The listing is to be returned word for word, without its images.

::: Dataset records

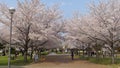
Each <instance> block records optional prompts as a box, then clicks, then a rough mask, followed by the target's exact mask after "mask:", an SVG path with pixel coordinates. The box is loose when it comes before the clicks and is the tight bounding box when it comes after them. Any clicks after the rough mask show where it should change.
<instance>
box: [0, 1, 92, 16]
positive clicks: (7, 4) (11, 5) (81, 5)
mask: <svg viewBox="0 0 120 68" xmlns="http://www.w3.org/2000/svg"><path fill="white" fill-rule="evenodd" d="M41 1H42V2H43V3H44V4H46V5H47V6H52V5H54V4H60V10H62V11H63V15H64V17H66V18H69V17H71V16H72V14H73V13H74V12H76V11H79V12H80V13H83V14H86V13H88V11H89V10H88V5H89V4H90V3H91V2H92V1H93V0H41ZM0 3H6V4H7V5H8V6H10V7H16V0H0Z"/></svg>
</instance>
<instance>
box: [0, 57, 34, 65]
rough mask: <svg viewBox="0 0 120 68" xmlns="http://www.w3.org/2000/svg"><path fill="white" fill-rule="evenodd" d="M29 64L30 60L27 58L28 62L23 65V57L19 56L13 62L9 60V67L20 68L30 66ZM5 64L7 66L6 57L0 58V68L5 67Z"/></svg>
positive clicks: (6, 60)
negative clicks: (20, 66)
mask: <svg viewBox="0 0 120 68" xmlns="http://www.w3.org/2000/svg"><path fill="white" fill-rule="evenodd" d="M31 62H32V60H30V58H29V57H28V62H27V63H25V62H24V57H22V56H19V57H17V58H16V59H15V60H11V65H17V66H21V65H27V64H30V63H31ZM7 64H8V57H7V56H0V66H6V65H7Z"/></svg>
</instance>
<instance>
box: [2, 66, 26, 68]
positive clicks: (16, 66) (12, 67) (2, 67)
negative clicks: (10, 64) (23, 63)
mask: <svg viewBox="0 0 120 68" xmlns="http://www.w3.org/2000/svg"><path fill="white" fill-rule="evenodd" d="M0 68H8V67H7V66H0ZM11 68H24V67H22V66H11Z"/></svg>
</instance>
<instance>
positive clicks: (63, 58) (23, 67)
mask: <svg viewBox="0 0 120 68" xmlns="http://www.w3.org/2000/svg"><path fill="white" fill-rule="evenodd" d="M0 68H7V67H0ZM12 68H111V67H108V66H105V65H99V64H93V63H90V62H87V61H82V60H78V59H75V60H73V61H72V60H71V58H70V55H57V54H55V53H51V54H49V55H48V56H47V57H46V59H45V60H44V61H43V62H39V63H34V64H30V65H27V66H24V67H12Z"/></svg>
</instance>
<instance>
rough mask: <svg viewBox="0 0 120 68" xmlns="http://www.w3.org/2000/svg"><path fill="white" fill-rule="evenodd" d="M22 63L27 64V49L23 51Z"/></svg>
mask: <svg viewBox="0 0 120 68" xmlns="http://www.w3.org/2000/svg"><path fill="white" fill-rule="evenodd" d="M24 61H25V62H27V49H26V50H25V53H24Z"/></svg>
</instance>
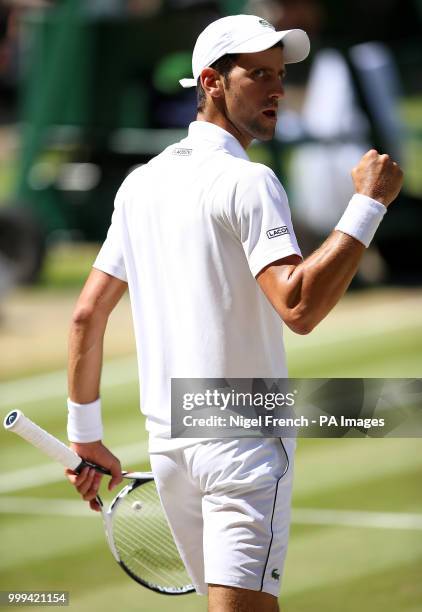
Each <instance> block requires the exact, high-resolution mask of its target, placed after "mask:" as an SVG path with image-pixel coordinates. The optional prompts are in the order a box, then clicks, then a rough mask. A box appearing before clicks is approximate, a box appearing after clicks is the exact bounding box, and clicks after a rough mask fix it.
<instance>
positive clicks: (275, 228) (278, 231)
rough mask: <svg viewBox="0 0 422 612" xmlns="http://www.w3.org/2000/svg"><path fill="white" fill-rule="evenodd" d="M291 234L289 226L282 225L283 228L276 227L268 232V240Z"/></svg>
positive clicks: (273, 228)
mask: <svg viewBox="0 0 422 612" xmlns="http://www.w3.org/2000/svg"><path fill="white" fill-rule="evenodd" d="M289 233H290V232H289V228H288V227H287V225H282V226H281V227H274V228H273V229H272V230H268V232H267V236H268V238H278V236H284V235H285V234H289Z"/></svg>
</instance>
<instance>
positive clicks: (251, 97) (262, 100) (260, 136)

::::::

• [Answer section]
Each <instance> block records optional prompts as a box, then clicks, then a rough mask, followed by the target's exact mask after "mask:", an SVG path with pixel coordinates. The box is loose when it comes before the clicks and is the tight bounding box when it comes after them. Any clicks after the rough mask show where it should change.
<instance>
box: [0, 1, 92, 16]
positive clicks: (7, 4) (11, 5) (81, 5)
mask: <svg viewBox="0 0 120 68" xmlns="http://www.w3.org/2000/svg"><path fill="white" fill-rule="evenodd" d="M41 1H42V2H43V3H44V4H46V5H47V6H52V5H54V4H60V10H62V11H63V15H64V17H66V18H69V17H71V16H72V14H73V13H74V12H76V11H79V12H80V13H83V14H86V13H88V11H89V10H88V5H89V4H90V3H91V2H92V1H93V0H41ZM0 3H6V4H7V5H8V6H10V7H16V0H0Z"/></svg>
</instance>
<instance>
box: [0, 57, 34, 65]
rough mask: <svg viewBox="0 0 120 68" xmlns="http://www.w3.org/2000/svg"><path fill="white" fill-rule="evenodd" d="M29 64L30 60L27 58L28 62L23 65V57L19 56L13 62L9 60V67L20 68L30 66ZM5 64L7 66L6 57L0 58V68L5 67Z"/></svg>
positive clicks: (6, 60)
negative clicks: (20, 66)
mask: <svg viewBox="0 0 120 68" xmlns="http://www.w3.org/2000/svg"><path fill="white" fill-rule="evenodd" d="M31 62H32V60H30V58H29V57H28V62H27V63H25V62H24V57H22V56H19V57H17V58H16V59H15V60H11V65H17V66H21V65H27V64H30V63H31ZM7 64H8V57H7V56H0V66H6V65H7Z"/></svg>
</instance>
<instance>
box: [2, 66, 26, 68]
positive clicks: (16, 66) (12, 67) (2, 67)
negative clicks: (10, 64) (23, 63)
mask: <svg viewBox="0 0 120 68" xmlns="http://www.w3.org/2000/svg"><path fill="white" fill-rule="evenodd" d="M0 68H8V67H7V66H0ZM11 68H24V67H22V66H11Z"/></svg>
</instance>
<instance>
positive clicks: (63, 58) (23, 67)
mask: <svg viewBox="0 0 120 68" xmlns="http://www.w3.org/2000/svg"><path fill="white" fill-rule="evenodd" d="M0 68H7V67H0ZM12 68H111V67H108V66H105V65H99V64H93V63H90V62H87V61H82V60H78V59H75V60H73V61H72V60H71V58H70V55H57V54H55V53H51V54H49V55H48V56H47V57H46V59H45V60H44V61H43V62H39V63H34V64H30V65H27V66H24V67H12Z"/></svg>
</instance>
<instance>
rough mask: <svg viewBox="0 0 120 68" xmlns="http://www.w3.org/2000/svg"><path fill="white" fill-rule="evenodd" d="M22 63L27 64V49L23 51Z"/></svg>
mask: <svg viewBox="0 0 120 68" xmlns="http://www.w3.org/2000/svg"><path fill="white" fill-rule="evenodd" d="M24 61H25V62H27V49H26V50H25V53H24Z"/></svg>
</instance>
Each <instance> block requires the exact, high-resolution mask of its target, placed after "mask:" as an SVG path with image-pixel coordinates. The optional prompts are in the order a box, then clicks, then a rough mask. A box appearing before clicks is approximate, a box appearing after clicks is the exact bounding box, and clicks after a rough mask fix it.
<instance>
positive clicks: (275, 228) (278, 231)
rough mask: <svg viewBox="0 0 422 612" xmlns="http://www.w3.org/2000/svg"><path fill="white" fill-rule="evenodd" d="M291 234L289 226L282 225L283 228L276 227L268 232V240Z"/></svg>
positive clicks: (273, 228)
mask: <svg viewBox="0 0 422 612" xmlns="http://www.w3.org/2000/svg"><path fill="white" fill-rule="evenodd" d="M289 233H290V232H289V228H288V227H287V225H282V226H281V227H274V228H273V229H272V230H268V232H267V236H268V238H278V236H284V235H285V234H289Z"/></svg>
</instance>
<instance>
positive clicks: (251, 97) (262, 100) (260, 136)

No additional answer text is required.